Design
Participants acted as judges and matched the thirty-eight items from the DASH to the definitions of the impairment, activity limitations and participation restrictions constructs from the ICF model.
Participants
Twenty-four academics (one clinical, five industrial and thirteen health psychologists and five health service researchers) from the Applied Psychology Research Group at the University of Aberdeen took part in the study as part of a seminar on the DCV method. The precise number of judges required for judgement tasks is yet to be established but between 2–20 is regarded as adequate [16–18].
Materials
The definitions of the three ICF constructs, namely: impairment, activity limitations, and participation restrictions were taken from the WHO and are given in Table 1. All 38-measurement items from the DASH were assessed. The DASH is a self-administered region-specific outcome instrument developed as a measure of self-rated upper-extremity disability and symptoms and has been identified as the most validated and easy to use measure of upper extremity function [6]. The DASH consists of 30 core items, and 8 optional items, which generate a disability score, scaled 0 (no disability) to 100.
Procedure
The detailed procedure for a DCV study has been published previously [13, 14, 19]. Briefly, for each DASH item, participants provided a Yes/No judgement of whether the item was a match to the theoretical definition of each ICF construct. Consequently, each participant provided 3 judgements for each of the 38 items, i.e. 114 judgements in total. In addition, participants gave a confidence rating for each judgement on an 11-point scale ranging from 0% to 100%, rising in 10% increments.

* [Activity]
According to the study methods text, how many judgements did each participant provide in total?

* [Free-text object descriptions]
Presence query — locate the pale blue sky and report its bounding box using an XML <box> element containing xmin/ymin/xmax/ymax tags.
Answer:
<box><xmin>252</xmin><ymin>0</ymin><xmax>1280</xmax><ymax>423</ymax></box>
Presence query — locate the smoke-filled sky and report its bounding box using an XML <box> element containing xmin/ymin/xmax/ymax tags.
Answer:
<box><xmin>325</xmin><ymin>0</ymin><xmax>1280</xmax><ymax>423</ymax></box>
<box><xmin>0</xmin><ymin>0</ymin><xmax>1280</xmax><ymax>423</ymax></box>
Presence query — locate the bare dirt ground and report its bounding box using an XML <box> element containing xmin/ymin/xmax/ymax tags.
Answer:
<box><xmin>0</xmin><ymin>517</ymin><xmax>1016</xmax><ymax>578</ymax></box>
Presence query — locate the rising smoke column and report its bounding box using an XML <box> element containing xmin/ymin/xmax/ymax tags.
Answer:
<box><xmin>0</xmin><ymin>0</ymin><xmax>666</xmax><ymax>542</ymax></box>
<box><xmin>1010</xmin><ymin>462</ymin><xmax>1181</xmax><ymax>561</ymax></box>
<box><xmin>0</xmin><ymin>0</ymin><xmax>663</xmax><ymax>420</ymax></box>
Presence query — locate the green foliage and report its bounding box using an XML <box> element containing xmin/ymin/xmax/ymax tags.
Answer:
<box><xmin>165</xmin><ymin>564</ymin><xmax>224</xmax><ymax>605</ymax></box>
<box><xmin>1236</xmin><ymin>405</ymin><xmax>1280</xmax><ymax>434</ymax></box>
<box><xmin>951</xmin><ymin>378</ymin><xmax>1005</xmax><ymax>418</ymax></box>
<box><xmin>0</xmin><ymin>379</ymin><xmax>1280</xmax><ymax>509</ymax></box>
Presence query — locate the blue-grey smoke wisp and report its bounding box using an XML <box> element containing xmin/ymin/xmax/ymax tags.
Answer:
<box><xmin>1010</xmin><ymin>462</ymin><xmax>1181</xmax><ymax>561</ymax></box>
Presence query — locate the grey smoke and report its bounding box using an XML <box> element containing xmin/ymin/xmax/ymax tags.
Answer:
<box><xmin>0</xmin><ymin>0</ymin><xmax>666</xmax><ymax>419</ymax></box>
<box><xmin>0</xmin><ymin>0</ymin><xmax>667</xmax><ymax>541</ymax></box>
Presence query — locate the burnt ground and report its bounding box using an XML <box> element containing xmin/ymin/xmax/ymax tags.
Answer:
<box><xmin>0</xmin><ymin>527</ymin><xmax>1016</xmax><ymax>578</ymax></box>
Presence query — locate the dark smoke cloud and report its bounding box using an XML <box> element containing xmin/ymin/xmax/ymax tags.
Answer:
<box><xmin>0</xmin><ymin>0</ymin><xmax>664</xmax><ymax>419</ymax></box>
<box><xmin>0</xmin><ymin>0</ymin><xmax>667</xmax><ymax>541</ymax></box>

* [Exercise solution]
Each participant provided 114 judgements, three for each of the 38 DASH items.